> Aim a: Format the entries below as a Markdown table with the columns Row and Line. Start with the line containing "Every instance gets one point. Tag the horse's", continue through the final line of the entries, number each line, and omit blank lines.

> Page:

--*--

Managing Partitioned Tables

Learn best practices for adding, dropping, and altering partitions, as well as handling default partitions.

Managing Partitioned Tables

As your database grows, managing partitioned tables becomes crucial. This lesson explores how to dynamically add, remove, and modify partitions to keep your data organized and performant.

We'll cover adding new partitions for future data, detaching old partitions for archiving, and attaching existing tables as new partitions. We'll also look at handling data that doesn't fit any defined partition.

Setting Up a Partitioned Table

Before we manage partitions, let's create a base partitioned table. We'll use a simple sales_data table, partitioned by sale_date using a range partitioning strategy.

--*--

> Aim b: Condense the paragraph beginning "We'll cover adding new partitions" in the partitioned tables lesson into a bulleted list.

> Dataset excerpts:
--*--

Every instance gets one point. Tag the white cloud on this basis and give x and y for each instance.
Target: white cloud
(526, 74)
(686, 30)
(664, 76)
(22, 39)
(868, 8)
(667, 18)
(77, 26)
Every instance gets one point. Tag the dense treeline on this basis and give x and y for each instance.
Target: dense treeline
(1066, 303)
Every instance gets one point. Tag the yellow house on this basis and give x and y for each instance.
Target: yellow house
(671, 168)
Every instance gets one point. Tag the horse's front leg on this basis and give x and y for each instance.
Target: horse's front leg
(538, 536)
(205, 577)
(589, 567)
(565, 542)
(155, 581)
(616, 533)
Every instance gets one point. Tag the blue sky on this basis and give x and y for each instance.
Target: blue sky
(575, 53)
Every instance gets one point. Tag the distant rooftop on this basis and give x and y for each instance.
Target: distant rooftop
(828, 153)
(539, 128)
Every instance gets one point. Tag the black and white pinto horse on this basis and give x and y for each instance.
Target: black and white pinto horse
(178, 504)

--*--

> Written solution a:
| Row | Line |
|---|---|
| 1 | Every instance gets one point. Tag the horse's front leg on this basis and give x and y for each instance. |
| 2 | Target: horse's front leg |
| 3 | (538, 536) |
| 4 | (205, 577) |
| 5 | (589, 567) |
| 6 | (565, 542) |
| 7 | (155, 581) |
| 8 | (616, 533) |
| 9 | Every instance gets one point. Tag the blue sky on this basis and give x and y for each instance. |
| 10 | Target: blue sky |
| 11 | (575, 53) |
| 12 | Every instance gets one point. Tag the distant rooftop on this basis and give x and y for each instance. |
| 13 | Target: distant rooftop |
| 14 | (828, 153) |
| 15 | (539, 128) |
| 16 | Every instance gets one point. Tag the black and white pinto horse on this basis and give x and y for each instance. |
| 17 | Target: black and white pinto horse |
| 18 | (178, 504) |

> Written solution b:
- Adding new partitions for future data
- Detaching old partitions for archiving
- Attaching existing tables as new partitions
- Handling data that doesn't fit any defined partition